Reproduce exactly the lines beginning with the line that contains "finial with a point." and ending at the final line of the material below.

■ RECORDS FOR THIS TASK ■
--------------------------------

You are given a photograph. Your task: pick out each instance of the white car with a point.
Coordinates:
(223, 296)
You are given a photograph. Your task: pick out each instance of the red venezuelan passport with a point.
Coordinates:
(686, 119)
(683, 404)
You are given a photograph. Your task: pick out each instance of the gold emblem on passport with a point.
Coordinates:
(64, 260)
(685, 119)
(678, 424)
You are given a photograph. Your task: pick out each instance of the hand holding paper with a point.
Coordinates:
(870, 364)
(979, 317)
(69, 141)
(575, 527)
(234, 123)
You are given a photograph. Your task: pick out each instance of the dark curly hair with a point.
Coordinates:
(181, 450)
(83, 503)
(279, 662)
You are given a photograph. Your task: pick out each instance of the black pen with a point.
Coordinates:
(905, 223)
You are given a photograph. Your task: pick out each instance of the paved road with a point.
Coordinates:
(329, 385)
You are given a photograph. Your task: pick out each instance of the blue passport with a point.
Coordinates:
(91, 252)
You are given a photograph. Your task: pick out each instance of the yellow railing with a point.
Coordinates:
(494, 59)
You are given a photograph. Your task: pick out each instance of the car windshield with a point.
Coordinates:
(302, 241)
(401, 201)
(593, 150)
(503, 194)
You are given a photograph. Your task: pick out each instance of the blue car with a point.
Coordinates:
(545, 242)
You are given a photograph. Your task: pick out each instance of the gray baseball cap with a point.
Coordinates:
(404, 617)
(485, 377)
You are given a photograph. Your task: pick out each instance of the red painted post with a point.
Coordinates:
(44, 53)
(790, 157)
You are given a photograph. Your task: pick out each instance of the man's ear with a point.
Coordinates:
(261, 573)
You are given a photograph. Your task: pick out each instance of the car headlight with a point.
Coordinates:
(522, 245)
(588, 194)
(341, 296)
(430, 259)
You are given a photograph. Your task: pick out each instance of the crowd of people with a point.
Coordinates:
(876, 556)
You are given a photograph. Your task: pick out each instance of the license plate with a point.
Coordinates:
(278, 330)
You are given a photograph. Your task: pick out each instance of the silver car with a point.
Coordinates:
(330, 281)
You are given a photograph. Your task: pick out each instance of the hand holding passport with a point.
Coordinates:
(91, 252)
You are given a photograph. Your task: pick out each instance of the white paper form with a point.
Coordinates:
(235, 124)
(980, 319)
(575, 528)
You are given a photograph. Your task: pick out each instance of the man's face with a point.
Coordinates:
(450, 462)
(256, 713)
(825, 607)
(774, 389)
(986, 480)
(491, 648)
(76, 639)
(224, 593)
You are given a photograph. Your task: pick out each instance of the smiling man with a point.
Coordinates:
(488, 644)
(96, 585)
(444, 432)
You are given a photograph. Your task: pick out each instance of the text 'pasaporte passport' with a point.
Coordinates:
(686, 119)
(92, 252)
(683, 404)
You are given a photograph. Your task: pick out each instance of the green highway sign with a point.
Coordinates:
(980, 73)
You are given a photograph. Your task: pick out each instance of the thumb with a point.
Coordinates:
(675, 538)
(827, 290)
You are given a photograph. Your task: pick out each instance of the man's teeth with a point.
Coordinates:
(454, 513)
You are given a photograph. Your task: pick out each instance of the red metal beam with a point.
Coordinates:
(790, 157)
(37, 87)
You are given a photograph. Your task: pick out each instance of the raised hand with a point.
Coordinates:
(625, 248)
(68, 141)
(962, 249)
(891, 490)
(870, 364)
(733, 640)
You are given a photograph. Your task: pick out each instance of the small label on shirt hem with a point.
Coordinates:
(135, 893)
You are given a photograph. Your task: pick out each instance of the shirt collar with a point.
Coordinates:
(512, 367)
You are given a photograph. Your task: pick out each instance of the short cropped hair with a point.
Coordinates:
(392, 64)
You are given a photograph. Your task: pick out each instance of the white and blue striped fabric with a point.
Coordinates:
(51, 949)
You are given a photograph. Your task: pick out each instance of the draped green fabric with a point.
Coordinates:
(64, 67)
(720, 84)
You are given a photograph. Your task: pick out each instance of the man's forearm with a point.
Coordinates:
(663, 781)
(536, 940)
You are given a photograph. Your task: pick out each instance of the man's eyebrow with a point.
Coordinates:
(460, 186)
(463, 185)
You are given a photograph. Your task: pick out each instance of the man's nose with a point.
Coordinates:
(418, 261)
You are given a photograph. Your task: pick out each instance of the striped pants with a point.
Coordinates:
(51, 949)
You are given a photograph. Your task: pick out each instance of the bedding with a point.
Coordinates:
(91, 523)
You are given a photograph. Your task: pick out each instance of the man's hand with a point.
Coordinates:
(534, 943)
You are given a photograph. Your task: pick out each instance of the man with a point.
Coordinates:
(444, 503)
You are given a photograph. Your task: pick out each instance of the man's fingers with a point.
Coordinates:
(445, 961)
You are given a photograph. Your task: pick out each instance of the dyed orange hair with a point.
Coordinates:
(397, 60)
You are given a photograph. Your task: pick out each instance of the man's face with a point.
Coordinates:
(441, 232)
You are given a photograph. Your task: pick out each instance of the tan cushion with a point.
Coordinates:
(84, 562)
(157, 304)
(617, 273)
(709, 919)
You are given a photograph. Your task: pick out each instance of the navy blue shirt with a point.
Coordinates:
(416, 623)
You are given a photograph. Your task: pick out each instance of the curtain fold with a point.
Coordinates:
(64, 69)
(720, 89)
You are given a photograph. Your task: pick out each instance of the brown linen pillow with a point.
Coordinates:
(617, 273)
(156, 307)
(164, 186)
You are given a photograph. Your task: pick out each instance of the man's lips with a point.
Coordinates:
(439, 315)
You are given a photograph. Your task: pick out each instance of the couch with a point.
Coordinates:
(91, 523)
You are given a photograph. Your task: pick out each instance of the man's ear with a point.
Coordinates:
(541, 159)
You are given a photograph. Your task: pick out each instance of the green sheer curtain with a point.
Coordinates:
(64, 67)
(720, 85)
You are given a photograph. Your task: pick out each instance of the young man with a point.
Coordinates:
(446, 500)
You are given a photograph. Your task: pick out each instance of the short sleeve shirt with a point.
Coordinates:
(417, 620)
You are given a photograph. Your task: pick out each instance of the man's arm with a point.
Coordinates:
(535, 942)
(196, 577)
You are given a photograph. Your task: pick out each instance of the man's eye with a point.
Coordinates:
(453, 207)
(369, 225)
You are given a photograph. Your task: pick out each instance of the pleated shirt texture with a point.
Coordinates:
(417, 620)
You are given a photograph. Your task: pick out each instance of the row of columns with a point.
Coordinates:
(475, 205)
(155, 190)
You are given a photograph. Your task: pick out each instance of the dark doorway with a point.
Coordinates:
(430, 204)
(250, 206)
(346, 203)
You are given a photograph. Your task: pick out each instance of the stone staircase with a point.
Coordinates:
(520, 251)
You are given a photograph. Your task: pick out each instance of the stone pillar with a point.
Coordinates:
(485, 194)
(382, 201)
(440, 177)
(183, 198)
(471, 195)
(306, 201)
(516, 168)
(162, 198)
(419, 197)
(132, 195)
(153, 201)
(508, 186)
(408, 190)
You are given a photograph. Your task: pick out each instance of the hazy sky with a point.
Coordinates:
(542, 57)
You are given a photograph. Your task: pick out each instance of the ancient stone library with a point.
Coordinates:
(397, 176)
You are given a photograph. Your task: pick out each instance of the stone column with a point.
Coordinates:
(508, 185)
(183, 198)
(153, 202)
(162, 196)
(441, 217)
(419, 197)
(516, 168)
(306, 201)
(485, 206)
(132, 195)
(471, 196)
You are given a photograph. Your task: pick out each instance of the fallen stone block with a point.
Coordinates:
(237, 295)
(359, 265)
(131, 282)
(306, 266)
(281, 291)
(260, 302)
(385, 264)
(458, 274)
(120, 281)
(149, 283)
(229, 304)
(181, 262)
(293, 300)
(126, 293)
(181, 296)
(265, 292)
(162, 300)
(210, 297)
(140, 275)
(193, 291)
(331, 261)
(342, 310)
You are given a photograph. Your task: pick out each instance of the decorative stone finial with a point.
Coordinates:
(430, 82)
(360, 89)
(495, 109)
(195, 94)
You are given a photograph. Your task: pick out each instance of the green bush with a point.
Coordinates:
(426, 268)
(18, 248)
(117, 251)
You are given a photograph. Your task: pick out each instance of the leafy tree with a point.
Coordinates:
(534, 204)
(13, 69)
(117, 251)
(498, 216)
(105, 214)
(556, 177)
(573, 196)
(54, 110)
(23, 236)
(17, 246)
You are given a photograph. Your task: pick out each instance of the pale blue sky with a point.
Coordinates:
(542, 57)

--------------------------------

■ ANSWER TO THE PROBLEM ■
You are given a photograph. Your task: pick out each instance of the decorative stone finial with a point.
Coordinates:
(430, 82)
(360, 89)
(495, 109)
(195, 94)
You are given a photograph. Your task: pick out each instance of the green bush with a point.
Coordinates:
(426, 268)
(18, 248)
(117, 251)
You are given a photograph. Your task: pick out each instance of the leafy tree with a point.
Coordinates:
(534, 204)
(13, 69)
(117, 251)
(498, 216)
(105, 214)
(556, 177)
(573, 196)
(54, 110)
(23, 236)
(17, 246)
You are given a photograph. Your task: pick out each instance of the pale blue sky with a point.
Coordinates:
(542, 57)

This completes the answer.